» **SELECTED EXCERPT**:
══════

One thing that stood out to me was that my part in the episode was not mentioned, and while I felt a certain slight at that, the more important thing was that the last tenuous connection with the twins in my mind was broken. They were forgotten by me until I began writing about them.
The Jews in Tisbury Elementary School in the 1960’s were few and far between, as were the Jews of Martha’s Vineyard. In my class there was one Jew, in the class below there was one, and in the class above there were two. There were several classes without Jews at all. In the Oak Bluffs and Edgartown schools, and the up-island schools, there were no Jews that I remember when all the students of the Vineyard elementary schools reached the single island high school. In the high school there was one Jewish teacher. In Tisbury, there was an administrator, the secretary of the principal, who wore her Jewishness with pride. So much so, that she ensured that during the annual Christmas concerts when the school children would sing carols, a Hanukkah tune or two would be included so that the four or five Jewish children would not feel left out. This was remarkable not only because a significant part of the concert was given over to the needs of one percent of the student body, but more so because we all enjoyed singing those songs, and our parents enjoyed listening to them. This was before the upheavals of the late sixties. It was a time when the families of Tisbury Elementary School were comfortable enough in their Christianity to welcome Jews without feeling threatened. Those Hanukkah songs were crowd pleasers and always drew great applause. The Jewish children were warmly accepted by the community and grew up without outward signs of antisemitic animosity. To find antisemitism on the island one had to travel sweetened paths to reach a purveyor of the ancient hatred. My sweetened path led to a football field. To be exact, the sports field of Veteran’s Memorial Park. The first step began in of all places at Grace Episcopal Church.
We were surprised before returning to school for seventh grade when we learned that there would be flag football, and that they were trying to organize a team in Oak Bluffs Elementary School so that we would have someone to play against. This was the first attempt on the island to have organized football before high school. The problem was that Vineyard Haven boys were less athletic and overall softer than the Oak Bluffs boys. We loved football and had our dreams of glory, but we lacked the charismatic breakout players that we thought it took to win games. With few exceptions, we were chubby and slow.

══════

» **WRITTEN PROBLEM 1**: Count the lines of the listing that contain the word "black" and reply with only that number.
The memoir excerpt and the listing after it have nothing to do with each other.

» **Dataset rows**:
══════

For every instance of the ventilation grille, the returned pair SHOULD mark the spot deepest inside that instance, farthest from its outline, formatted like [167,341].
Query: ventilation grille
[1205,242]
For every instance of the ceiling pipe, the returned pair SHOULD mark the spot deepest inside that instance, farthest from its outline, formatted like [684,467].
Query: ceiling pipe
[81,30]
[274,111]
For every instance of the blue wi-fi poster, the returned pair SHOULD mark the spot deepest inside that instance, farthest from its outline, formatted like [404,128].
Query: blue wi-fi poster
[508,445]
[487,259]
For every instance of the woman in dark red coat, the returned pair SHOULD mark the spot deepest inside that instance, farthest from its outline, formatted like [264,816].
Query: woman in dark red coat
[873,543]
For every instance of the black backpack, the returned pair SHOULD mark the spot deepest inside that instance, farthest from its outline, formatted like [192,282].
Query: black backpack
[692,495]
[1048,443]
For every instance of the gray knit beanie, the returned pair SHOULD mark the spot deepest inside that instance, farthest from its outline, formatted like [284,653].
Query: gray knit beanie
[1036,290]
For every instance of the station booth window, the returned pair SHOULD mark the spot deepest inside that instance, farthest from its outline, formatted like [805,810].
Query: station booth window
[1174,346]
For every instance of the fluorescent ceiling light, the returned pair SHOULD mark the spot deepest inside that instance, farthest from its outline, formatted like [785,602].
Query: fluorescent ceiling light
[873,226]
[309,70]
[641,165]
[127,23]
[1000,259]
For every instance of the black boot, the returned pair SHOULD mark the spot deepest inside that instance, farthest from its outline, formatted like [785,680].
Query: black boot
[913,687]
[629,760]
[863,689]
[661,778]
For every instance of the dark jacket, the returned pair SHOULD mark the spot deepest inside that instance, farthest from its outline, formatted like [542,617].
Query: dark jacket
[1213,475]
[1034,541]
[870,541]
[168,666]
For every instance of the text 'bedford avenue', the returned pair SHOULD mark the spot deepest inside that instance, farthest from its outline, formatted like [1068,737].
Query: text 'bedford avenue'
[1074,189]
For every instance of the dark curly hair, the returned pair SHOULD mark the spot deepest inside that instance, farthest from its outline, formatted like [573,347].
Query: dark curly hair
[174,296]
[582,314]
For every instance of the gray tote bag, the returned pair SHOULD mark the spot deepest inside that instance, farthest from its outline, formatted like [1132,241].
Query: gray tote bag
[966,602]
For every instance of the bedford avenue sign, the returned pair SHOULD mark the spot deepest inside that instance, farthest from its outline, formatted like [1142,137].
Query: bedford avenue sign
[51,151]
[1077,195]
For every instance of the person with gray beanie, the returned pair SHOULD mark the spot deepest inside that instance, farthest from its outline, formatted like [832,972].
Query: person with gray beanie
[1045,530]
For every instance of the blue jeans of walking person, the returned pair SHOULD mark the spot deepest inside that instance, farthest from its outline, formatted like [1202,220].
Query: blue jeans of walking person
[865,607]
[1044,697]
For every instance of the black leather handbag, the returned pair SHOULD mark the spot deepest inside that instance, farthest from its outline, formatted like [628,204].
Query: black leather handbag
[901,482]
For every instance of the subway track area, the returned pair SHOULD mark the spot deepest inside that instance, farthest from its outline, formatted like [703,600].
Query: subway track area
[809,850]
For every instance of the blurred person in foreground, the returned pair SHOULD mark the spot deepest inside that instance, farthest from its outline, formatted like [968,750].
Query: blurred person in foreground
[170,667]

══════

» **WRITTEN PROBLEM 2**: Which sports field does the memoir excerpt name as the place the path led?

» **WORKED SOLUTION 1**: 6

» **WORKED SOLUTION 2**: The sports field of Veteran's Memorial Park.